• **Your task**:
Copy exactly the lines of the data below that run from the line holding "Query: man in red jacket" through the line holding "like point(554, 422).", both ends included.

Referring expression data
-.-.-

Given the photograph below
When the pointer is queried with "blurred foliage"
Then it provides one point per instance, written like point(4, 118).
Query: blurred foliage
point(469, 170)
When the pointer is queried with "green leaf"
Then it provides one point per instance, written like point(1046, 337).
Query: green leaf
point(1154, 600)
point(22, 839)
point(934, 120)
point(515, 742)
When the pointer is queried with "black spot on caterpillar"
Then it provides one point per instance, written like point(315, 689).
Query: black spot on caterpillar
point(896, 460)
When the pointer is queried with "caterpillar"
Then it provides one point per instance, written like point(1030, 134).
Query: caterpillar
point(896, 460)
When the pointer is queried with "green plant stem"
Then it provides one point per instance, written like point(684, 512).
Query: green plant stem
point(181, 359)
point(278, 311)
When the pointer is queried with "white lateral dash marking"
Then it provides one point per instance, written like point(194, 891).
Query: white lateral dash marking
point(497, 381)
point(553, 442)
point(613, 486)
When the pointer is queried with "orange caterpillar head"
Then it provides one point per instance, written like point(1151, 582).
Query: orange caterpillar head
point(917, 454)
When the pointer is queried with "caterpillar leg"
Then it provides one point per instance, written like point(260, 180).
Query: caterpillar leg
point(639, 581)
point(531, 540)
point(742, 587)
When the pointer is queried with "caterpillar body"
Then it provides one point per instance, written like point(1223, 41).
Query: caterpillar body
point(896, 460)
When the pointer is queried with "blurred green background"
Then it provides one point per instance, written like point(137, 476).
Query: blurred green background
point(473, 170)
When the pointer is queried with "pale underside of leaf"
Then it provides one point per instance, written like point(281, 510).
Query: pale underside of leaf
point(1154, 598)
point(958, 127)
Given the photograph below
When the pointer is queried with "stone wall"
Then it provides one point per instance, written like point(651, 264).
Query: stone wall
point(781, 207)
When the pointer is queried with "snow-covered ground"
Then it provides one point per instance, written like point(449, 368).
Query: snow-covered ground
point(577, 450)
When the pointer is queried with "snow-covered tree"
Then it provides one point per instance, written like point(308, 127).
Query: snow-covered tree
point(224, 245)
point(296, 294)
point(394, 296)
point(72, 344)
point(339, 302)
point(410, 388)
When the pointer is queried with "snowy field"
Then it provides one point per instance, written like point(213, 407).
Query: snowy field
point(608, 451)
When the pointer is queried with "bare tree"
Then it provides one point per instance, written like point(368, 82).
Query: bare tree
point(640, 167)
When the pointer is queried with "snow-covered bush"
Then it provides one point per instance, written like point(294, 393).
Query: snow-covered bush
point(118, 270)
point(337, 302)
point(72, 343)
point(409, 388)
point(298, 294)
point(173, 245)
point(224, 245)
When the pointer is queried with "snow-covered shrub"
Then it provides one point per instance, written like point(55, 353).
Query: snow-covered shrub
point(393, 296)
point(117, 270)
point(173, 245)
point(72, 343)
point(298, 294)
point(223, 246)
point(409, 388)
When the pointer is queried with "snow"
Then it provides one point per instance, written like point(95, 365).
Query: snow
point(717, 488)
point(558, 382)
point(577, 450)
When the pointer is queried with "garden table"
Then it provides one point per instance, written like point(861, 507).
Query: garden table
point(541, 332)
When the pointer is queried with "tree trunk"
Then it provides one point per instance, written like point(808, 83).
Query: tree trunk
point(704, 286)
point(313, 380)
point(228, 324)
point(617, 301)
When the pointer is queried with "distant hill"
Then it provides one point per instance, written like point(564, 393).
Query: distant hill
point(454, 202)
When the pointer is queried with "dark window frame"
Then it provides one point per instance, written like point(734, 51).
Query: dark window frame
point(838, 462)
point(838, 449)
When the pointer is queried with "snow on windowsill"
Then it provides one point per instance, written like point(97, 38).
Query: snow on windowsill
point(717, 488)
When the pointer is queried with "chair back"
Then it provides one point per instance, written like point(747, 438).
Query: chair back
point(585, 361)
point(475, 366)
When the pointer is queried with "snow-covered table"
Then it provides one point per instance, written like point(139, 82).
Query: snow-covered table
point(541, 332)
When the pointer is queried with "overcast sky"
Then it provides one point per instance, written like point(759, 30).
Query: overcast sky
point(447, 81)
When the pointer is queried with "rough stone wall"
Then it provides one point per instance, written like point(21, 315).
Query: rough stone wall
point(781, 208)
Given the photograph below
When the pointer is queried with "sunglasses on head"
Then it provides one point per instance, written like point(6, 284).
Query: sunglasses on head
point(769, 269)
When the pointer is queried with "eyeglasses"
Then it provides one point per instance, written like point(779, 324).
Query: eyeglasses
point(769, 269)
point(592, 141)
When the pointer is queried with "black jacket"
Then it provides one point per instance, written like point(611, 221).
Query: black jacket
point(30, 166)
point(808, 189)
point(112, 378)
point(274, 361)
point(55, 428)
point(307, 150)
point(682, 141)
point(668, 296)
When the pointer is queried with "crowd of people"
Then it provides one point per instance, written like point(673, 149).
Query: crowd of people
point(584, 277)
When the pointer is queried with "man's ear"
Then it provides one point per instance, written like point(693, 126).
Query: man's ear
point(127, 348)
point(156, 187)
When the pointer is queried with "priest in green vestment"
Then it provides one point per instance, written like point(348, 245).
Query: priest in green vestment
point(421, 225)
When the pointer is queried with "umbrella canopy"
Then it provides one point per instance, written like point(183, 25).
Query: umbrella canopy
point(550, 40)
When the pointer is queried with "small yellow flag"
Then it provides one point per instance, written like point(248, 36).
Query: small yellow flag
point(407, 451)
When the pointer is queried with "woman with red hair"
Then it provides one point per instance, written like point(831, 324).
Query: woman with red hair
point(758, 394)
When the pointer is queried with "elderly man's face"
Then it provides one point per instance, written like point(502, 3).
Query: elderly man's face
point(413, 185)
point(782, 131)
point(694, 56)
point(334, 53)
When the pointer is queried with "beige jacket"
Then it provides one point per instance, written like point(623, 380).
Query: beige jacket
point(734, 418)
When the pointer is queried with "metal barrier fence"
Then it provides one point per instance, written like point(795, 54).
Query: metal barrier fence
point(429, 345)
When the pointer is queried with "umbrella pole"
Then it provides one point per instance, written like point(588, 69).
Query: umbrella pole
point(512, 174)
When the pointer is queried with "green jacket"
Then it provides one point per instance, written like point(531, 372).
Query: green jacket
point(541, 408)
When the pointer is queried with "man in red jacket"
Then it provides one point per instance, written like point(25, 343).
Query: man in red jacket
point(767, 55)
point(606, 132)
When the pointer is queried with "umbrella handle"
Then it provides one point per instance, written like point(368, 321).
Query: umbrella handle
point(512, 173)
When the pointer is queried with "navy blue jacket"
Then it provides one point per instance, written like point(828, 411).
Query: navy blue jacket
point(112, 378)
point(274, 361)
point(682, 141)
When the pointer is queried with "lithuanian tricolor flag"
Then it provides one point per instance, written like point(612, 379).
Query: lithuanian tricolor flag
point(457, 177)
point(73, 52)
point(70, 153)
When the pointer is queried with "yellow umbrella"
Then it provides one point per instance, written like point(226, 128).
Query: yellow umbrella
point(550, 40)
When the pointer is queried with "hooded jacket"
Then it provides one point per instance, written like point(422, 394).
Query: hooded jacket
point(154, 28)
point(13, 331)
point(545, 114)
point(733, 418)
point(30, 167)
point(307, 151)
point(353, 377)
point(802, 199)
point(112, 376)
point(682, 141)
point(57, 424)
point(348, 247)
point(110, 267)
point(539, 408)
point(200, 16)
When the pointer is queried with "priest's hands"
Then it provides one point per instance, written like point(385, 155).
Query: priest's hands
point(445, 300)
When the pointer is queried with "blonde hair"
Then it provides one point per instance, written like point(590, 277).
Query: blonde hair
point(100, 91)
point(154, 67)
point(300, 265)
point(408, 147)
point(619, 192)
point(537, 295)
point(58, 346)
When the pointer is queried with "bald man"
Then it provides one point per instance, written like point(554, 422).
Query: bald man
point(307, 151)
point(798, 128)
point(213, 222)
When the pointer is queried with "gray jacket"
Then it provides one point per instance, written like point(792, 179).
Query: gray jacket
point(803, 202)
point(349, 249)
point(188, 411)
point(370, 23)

-.-.-

• **Task output**:
Query: man in red jacket
point(767, 55)
point(606, 132)
When the pointer is queried with "umbrella handle"
Then it provides one point per instance, written like point(368, 321).
Query: umbrella handle
point(512, 173)
When the pointer is queried with "navy blue jacket"
Then it provides one point per instance, written like point(828, 411).
Query: navy blue jacket
point(112, 378)
point(274, 361)
point(682, 141)
When the pointer is queried with "lithuanian tricolor flag"
Then it provides one point per instance, written like point(612, 379).
Query: lithuanian tricolor flag
point(457, 177)
point(73, 52)
point(70, 153)
When the pointer is queried with "yellow umbrella"
Then it provides one point per instance, written like point(226, 128).
Query: yellow umbrella
point(550, 40)
When the pointer is queried with "hooded jacket"
Then it provides one point per instance, written like point(422, 394).
Query: hooded jacket
point(154, 28)
point(13, 331)
point(545, 114)
point(733, 418)
point(30, 167)
point(307, 151)
point(353, 377)
point(802, 199)
point(112, 376)
point(682, 141)
point(57, 424)
point(348, 247)
point(110, 267)
point(539, 408)
point(200, 16)
When the pointer is queried with "priest's hands"
Then it provides one point per instance, written like point(385, 155).
Query: priest's hands
point(445, 300)
When the pointer is queried with "blonde hair"
Then it provides one point per instance, written like point(590, 277).
Query: blonde hair
point(100, 91)
point(154, 67)
point(300, 265)
point(408, 147)
point(619, 192)
point(537, 295)
point(58, 346)
When the pointer is queried with "bald man"
Then it provides one point per instance, written like point(554, 422).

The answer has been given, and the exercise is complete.